■ WHAT TO WORK ON ■
Filter the records below and copy every line that contains the string "pursed", matching case exactly.

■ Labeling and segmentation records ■
--- --- ---

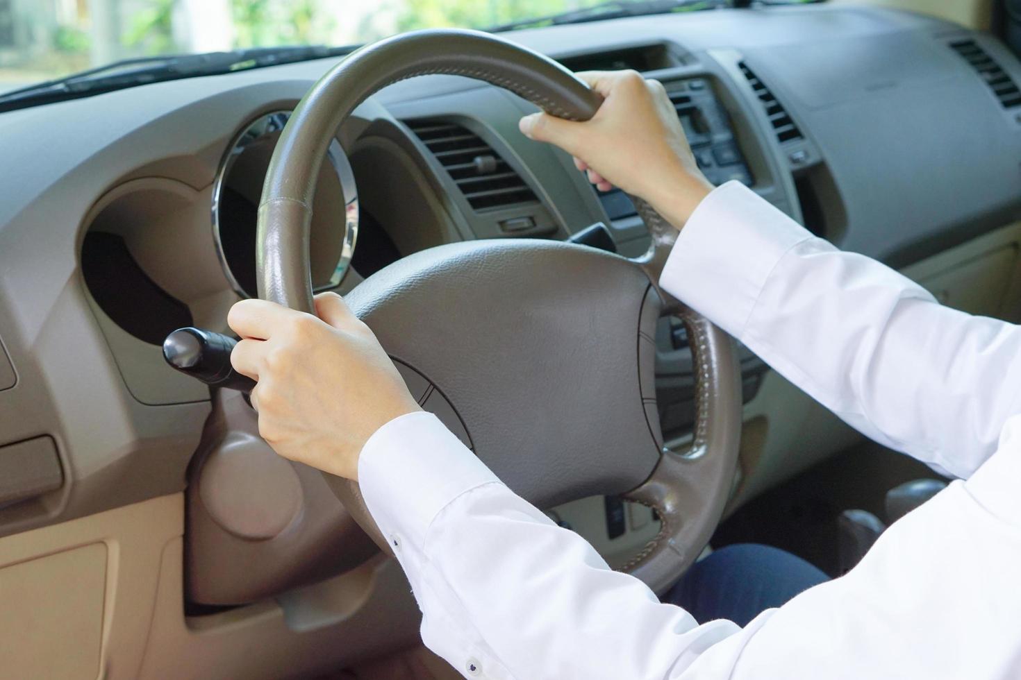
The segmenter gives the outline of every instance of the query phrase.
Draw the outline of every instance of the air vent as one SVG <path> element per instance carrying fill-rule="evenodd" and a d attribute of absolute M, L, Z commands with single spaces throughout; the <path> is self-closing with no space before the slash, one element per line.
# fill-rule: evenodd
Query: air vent
<path fill-rule="evenodd" d="M 474 210 L 537 200 L 521 175 L 475 133 L 439 120 L 404 122 L 446 169 Z"/>
<path fill-rule="evenodd" d="M 773 125 L 773 132 L 776 134 L 776 139 L 783 142 L 790 142 L 791 140 L 803 139 L 801 130 L 797 129 L 797 125 L 794 121 L 790 119 L 787 111 L 783 108 L 780 102 L 776 101 L 776 97 L 773 93 L 769 91 L 759 76 L 756 75 L 750 68 L 748 68 L 742 61 L 737 64 L 737 67 L 741 69 L 744 77 L 748 80 L 748 85 L 751 86 L 751 90 L 755 91 L 756 95 L 759 97 L 759 101 L 762 102 L 763 108 L 766 109 L 766 115 L 769 117 L 770 123 Z"/>
<path fill-rule="evenodd" d="M 1017 83 L 975 41 L 961 40 L 951 43 L 951 49 L 964 57 L 965 61 L 978 71 L 1005 109 L 1021 106 L 1021 90 L 1018 90 Z"/>

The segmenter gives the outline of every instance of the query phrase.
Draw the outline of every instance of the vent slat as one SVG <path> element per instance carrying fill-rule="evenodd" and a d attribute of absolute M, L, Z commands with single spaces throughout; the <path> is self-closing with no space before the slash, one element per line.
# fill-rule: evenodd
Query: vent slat
<path fill-rule="evenodd" d="M 766 117 L 769 119 L 770 124 L 773 125 L 776 139 L 781 144 L 804 139 L 805 136 L 801 135 L 801 130 L 797 128 L 787 110 L 777 101 L 773 93 L 766 87 L 766 84 L 743 61 L 739 62 L 737 67 L 747 80 L 748 85 L 751 86 L 751 91 L 759 97 L 759 101 L 762 102 L 763 109 L 766 111 Z"/>
<path fill-rule="evenodd" d="M 438 120 L 405 124 L 443 166 L 473 210 L 534 203 L 535 192 L 481 137 L 467 127 Z"/>
<path fill-rule="evenodd" d="M 1021 105 L 1021 90 L 1017 83 L 982 46 L 973 40 L 961 40 L 951 43 L 951 49 L 975 69 L 1001 106 L 1009 109 Z"/>

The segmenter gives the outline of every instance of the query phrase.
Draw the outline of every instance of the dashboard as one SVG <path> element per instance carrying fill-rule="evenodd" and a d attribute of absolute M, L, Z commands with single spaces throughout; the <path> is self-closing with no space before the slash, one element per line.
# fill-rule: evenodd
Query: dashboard
<path fill-rule="evenodd" d="M 987 35 L 820 5 L 505 37 L 575 70 L 636 68 L 662 81 L 713 182 L 740 181 L 818 236 L 891 266 L 914 266 L 1021 218 L 1021 63 Z M 227 310 L 252 295 L 254 209 L 273 143 L 333 63 L 0 115 L 0 477 L 10 480 L 0 489 L 0 534 L 186 488 L 195 452 L 208 446 L 207 421 L 233 407 L 166 367 L 159 344 L 182 325 L 226 330 Z M 505 91 L 448 75 L 395 84 L 358 107 L 320 175 L 317 286 L 348 291 L 439 244 L 565 240 L 597 223 L 620 253 L 644 252 L 648 234 L 624 194 L 594 191 L 569 157 L 518 133 L 532 110 Z M 669 446 L 690 431 L 693 378 L 683 328 L 664 319 L 657 339 Z M 753 420 L 765 408 L 764 381 L 778 378 L 746 351 L 741 364 Z M 456 424 L 449 405 L 438 408 Z M 835 419 L 826 422 L 812 430 L 815 456 L 852 441 Z M 753 424 L 748 431 L 766 436 Z M 38 470 L 22 484 L 23 470 L 8 462 L 21 459 L 4 453 L 26 442 Z M 774 462 L 753 485 L 806 464 Z M 753 464 L 742 471 L 759 474 Z M 208 518 L 192 521 L 206 522 L 206 538 L 220 530 Z M 349 522 L 329 521 L 312 535 L 357 540 Z M 250 564 L 251 537 L 225 531 L 238 542 L 231 559 Z M 225 569 L 201 599 L 244 599 L 215 594 L 237 573 Z M 247 594 L 329 571 L 313 565 L 266 578 Z"/>

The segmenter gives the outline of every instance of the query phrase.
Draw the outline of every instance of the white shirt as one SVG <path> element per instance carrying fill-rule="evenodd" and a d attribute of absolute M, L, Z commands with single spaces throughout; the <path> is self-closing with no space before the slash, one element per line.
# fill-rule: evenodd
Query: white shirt
<path fill-rule="evenodd" d="M 1021 329 L 941 307 L 737 182 L 698 206 L 661 283 L 868 436 L 961 480 L 846 576 L 743 629 L 697 625 L 435 417 L 402 416 L 358 474 L 426 645 L 479 678 L 1021 678 Z"/>

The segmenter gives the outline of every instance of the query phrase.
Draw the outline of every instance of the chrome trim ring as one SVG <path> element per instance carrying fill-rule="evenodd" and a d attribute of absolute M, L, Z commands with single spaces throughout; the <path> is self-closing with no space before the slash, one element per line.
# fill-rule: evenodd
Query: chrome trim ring
<path fill-rule="evenodd" d="M 263 113 L 242 127 L 241 132 L 235 135 L 230 145 L 228 145 L 227 153 L 221 161 L 220 167 L 216 169 L 216 176 L 213 179 L 212 242 L 215 245 L 216 257 L 220 259 L 220 264 L 224 269 L 224 275 L 227 277 L 228 283 L 230 283 L 231 289 L 241 298 L 250 298 L 251 296 L 238 282 L 224 253 L 224 244 L 220 236 L 222 192 L 231 168 L 244 152 L 245 147 L 266 135 L 279 135 L 284 129 L 284 125 L 287 124 L 287 120 L 290 117 L 290 110 L 271 111 Z M 354 257 L 354 248 L 358 241 L 358 191 L 354 184 L 354 171 L 351 169 L 351 163 L 347 160 L 347 154 L 344 153 L 344 149 L 336 139 L 330 144 L 327 151 L 327 160 L 330 161 L 330 166 L 333 167 L 334 172 L 337 174 L 341 194 L 344 197 L 344 238 L 341 240 L 340 253 L 338 254 L 337 265 L 334 267 L 333 274 L 326 283 L 317 285 L 313 289 L 315 292 L 327 291 L 340 285 L 350 267 L 351 258 Z M 255 224 L 252 224 L 252 228 L 255 228 Z"/>

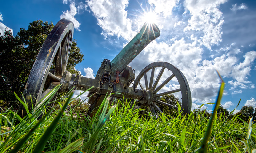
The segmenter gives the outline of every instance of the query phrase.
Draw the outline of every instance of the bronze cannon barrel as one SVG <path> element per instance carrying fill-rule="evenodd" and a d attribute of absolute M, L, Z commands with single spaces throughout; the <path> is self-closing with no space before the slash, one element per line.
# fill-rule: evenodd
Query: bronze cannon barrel
<path fill-rule="evenodd" d="M 145 22 L 131 41 L 111 61 L 112 72 L 121 72 L 150 42 L 160 35 L 160 31 L 154 23 Z"/>

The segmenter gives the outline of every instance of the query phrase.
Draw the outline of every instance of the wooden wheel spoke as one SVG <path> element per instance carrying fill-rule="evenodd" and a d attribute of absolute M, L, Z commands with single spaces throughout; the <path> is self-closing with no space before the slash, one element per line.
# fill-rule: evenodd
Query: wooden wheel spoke
<path fill-rule="evenodd" d="M 55 73 L 57 75 L 62 76 L 63 74 L 63 67 L 62 64 L 62 56 L 61 56 L 61 46 L 60 46 L 58 49 L 58 55 L 57 55 L 54 60 L 55 67 Z"/>
<path fill-rule="evenodd" d="M 61 54 L 61 56 L 62 57 L 62 67 L 64 68 L 63 69 L 66 69 L 66 65 L 67 65 L 67 61 L 68 60 L 68 55 L 67 54 L 68 54 L 68 47 L 69 46 L 69 43 L 68 41 L 69 34 L 69 32 L 68 32 L 67 33 L 65 38 L 63 40 L 63 41 L 62 42 L 61 44 L 63 44 L 62 45 L 61 50 L 63 51 Z M 62 72 L 62 73 L 64 73 L 64 71 Z"/>
<path fill-rule="evenodd" d="M 143 87 L 143 86 L 142 86 L 142 84 L 141 84 L 141 83 L 140 83 L 140 82 L 139 81 L 138 81 L 138 83 L 139 83 L 139 84 L 140 84 L 140 88 L 141 88 L 141 89 L 143 90 L 145 90 L 145 89 L 144 87 Z"/>
<path fill-rule="evenodd" d="M 160 80 L 160 78 L 161 78 L 161 76 L 162 76 L 163 73 L 164 73 L 164 70 L 165 68 L 164 67 L 162 67 L 161 70 L 160 71 L 160 73 L 159 73 L 159 74 L 158 74 L 158 76 L 157 76 L 157 77 L 156 78 L 156 81 L 155 82 L 155 83 L 154 83 L 154 84 L 153 85 L 153 86 L 152 87 L 151 90 L 155 90 L 155 89 L 156 88 L 156 85 L 157 85 L 157 84 L 159 82 L 159 80 Z"/>
<path fill-rule="evenodd" d="M 159 112 L 160 113 L 163 113 L 163 111 L 161 110 L 161 109 L 156 105 L 156 104 L 155 104 L 154 103 L 152 103 L 152 105 L 153 105 L 153 106 L 155 107 L 156 110 Z"/>
<path fill-rule="evenodd" d="M 42 93 L 42 95 L 40 97 L 40 100 L 41 100 L 42 99 L 44 98 L 44 97 L 45 97 L 47 94 L 50 93 L 51 91 L 52 90 L 52 89 L 54 88 L 55 87 L 57 86 L 57 84 L 51 84 L 51 85 L 47 88 Z M 45 98 L 47 98 L 49 97 L 49 96 L 50 96 L 50 94 L 49 94 L 47 96 L 47 97 L 46 97 Z"/>
<path fill-rule="evenodd" d="M 158 93 L 157 94 L 155 94 L 153 95 L 154 97 L 158 97 L 162 96 L 165 95 L 168 95 L 172 93 L 177 92 L 178 92 L 181 91 L 181 89 L 180 88 L 174 90 L 171 90 L 162 93 Z"/>
<path fill-rule="evenodd" d="M 72 44 L 72 40 L 71 40 L 72 33 L 70 31 L 68 32 L 68 44 L 67 44 L 67 50 L 66 50 L 67 53 L 66 54 L 66 60 L 65 62 L 65 68 L 68 64 L 68 57 L 69 57 L 69 54 L 70 54 L 70 50 L 71 47 L 71 45 Z"/>
<path fill-rule="evenodd" d="M 145 85 L 146 87 L 146 90 L 148 90 L 148 78 L 147 77 L 147 73 L 144 72 L 144 80 L 145 81 Z"/>
<path fill-rule="evenodd" d="M 156 93 L 158 92 L 158 91 L 162 89 L 162 88 L 164 87 L 164 86 L 165 85 L 166 85 L 167 83 L 169 82 L 172 79 L 172 78 L 173 78 L 175 76 L 174 75 L 174 74 L 173 73 L 172 74 L 172 75 L 170 76 L 169 76 L 169 77 L 167 78 L 167 79 L 165 80 L 164 81 L 164 82 L 162 83 L 162 84 L 161 84 L 160 85 L 158 86 L 158 87 L 157 87 L 156 89 L 154 91 L 153 91 L 153 93 Z"/>
<path fill-rule="evenodd" d="M 176 109 L 178 109 L 178 107 L 175 106 L 174 106 L 172 105 L 171 105 L 170 104 L 168 104 L 168 103 L 165 103 L 164 102 L 161 101 L 160 100 L 159 100 L 153 99 L 153 101 L 156 102 L 157 103 L 159 103 L 159 104 L 164 104 L 164 105 L 169 106 L 169 107 L 170 107 L 172 108 L 174 108 Z"/>
<path fill-rule="evenodd" d="M 152 88 L 152 85 L 153 84 L 153 81 L 154 78 L 154 73 L 155 73 L 155 68 L 153 67 L 152 70 L 151 70 L 151 75 L 150 76 L 150 80 L 149 81 L 149 86 L 148 88 L 151 89 Z"/>
<path fill-rule="evenodd" d="M 156 117 L 156 112 L 155 111 L 155 108 L 154 108 L 154 106 L 153 105 L 150 105 L 149 106 L 150 107 L 150 110 L 151 111 L 151 112 L 152 113 L 152 115 L 154 117 L 154 118 Z"/>

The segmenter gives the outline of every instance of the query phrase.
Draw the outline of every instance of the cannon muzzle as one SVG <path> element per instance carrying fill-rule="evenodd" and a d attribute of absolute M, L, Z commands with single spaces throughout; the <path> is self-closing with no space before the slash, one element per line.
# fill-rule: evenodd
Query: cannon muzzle
<path fill-rule="evenodd" d="M 160 35 L 160 31 L 154 23 L 145 22 L 135 37 L 111 61 L 112 72 L 122 72 L 150 42 Z"/>

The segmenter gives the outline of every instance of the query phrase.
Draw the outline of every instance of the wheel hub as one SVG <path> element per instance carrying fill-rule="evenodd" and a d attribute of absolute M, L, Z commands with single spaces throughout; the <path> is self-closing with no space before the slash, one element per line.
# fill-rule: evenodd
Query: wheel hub
<path fill-rule="evenodd" d="M 140 101 L 140 103 L 144 105 L 148 106 L 152 103 L 153 100 L 153 93 L 149 90 L 143 90 L 144 96 L 143 100 Z"/>

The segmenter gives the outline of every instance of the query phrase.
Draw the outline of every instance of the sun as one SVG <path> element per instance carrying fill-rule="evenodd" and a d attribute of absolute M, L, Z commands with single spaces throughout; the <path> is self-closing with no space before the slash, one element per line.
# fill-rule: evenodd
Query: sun
<path fill-rule="evenodd" d="M 148 23 L 157 23 L 159 18 L 155 12 L 152 11 L 144 12 L 142 17 L 144 22 Z"/>

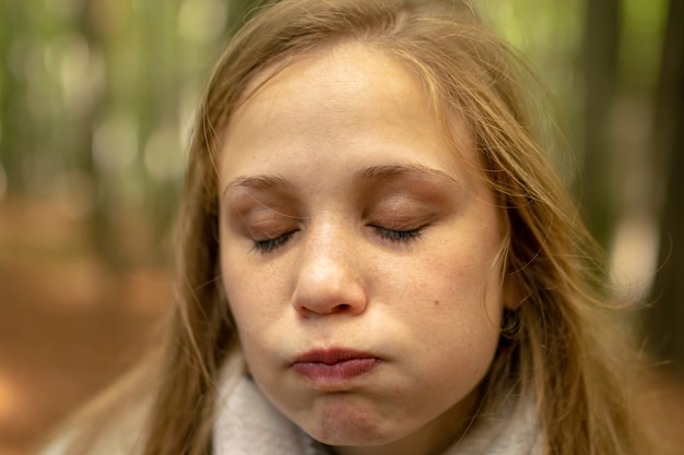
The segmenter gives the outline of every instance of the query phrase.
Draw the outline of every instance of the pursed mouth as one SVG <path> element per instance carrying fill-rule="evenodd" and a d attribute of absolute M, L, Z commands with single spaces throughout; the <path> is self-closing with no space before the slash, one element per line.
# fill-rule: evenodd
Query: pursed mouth
<path fill-rule="evenodd" d="M 376 356 L 372 354 L 354 349 L 316 349 L 297 356 L 297 358 L 293 362 L 293 366 L 297 363 L 320 363 L 326 366 L 334 366 L 337 363 L 368 359 L 379 360 Z"/>
<path fill-rule="evenodd" d="M 378 367 L 382 360 L 372 354 L 352 349 L 312 350 L 298 356 L 292 368 L 320 385 L 334 385 Z"/>

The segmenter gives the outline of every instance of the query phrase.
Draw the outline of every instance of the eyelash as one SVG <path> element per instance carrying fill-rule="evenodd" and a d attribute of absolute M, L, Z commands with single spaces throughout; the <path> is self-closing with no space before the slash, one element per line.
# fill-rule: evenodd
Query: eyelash
<path fill-rule="evenodd" d="M 382 240 L 388 240 L 392 243 L 410 243 L 413 240 L 417 240 L 422 237 L 421 230 L 423 229 L 423 227 L 420 227 L 416 229 L 396 230 L 396 229 L 388 229 L 381 226 L 370 226 L 370 227 L 376 231 L 378 237 L 380 237 Z M 255 250 L 262 254 L 271 253 L 275 251 L 276 249 L 279 249 L 280 247 L 282 247 L 283 244 L 285 244 L 295 232 L 296 230 L 293 230 L 291 232 L 285 232 L 272 239 L 264 239 L 264 240 L 255 239 L 253 240 Z"/>
<path fill-rule="evenodd" d="M 283 244 L 285 244 L 285 242 L 287 240 L 290 240 L 290 238 L 292 237 L 293 234 L 295 234 L 296 230 L 290 231 L 290 232 L 285 232 L 281 236 L 274 237 L 272 239 L 264 239 L 264 240 L 257 240 L 255 239 L 255 250 L 257 250 L 260 253 L 270 253 L 274 250 L 276 250 L 278 248 L 282 247 Z"/>
<path fill-rule="evenodd" d="M 422 237 L 421 230 L 423 229 L 423 227 L 418 227 L 415 229 L 408 229 L 408 230 L 394 230 L 394 229 L 385 228 L 382 226 L 370 226 L 370 227 L 375 229 L 377 235 L 382 240 L 389 240 L 390 242 L 393 242 L 393 243 L 410 243 L 413 240 L 417 240 Z"/>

--- --- ---

■ SOLUTION FOR THIS PROBLEM ■
Draw the outline of every instance of the pursed mouth as one SVG <path> element per instance carrying fill-rule="evenodd" and a d attribute of absolute M, L, Z commands with single spaces throughout; the <path> is self-closing with no space before the slash, one element per line.
Query: pursed mouth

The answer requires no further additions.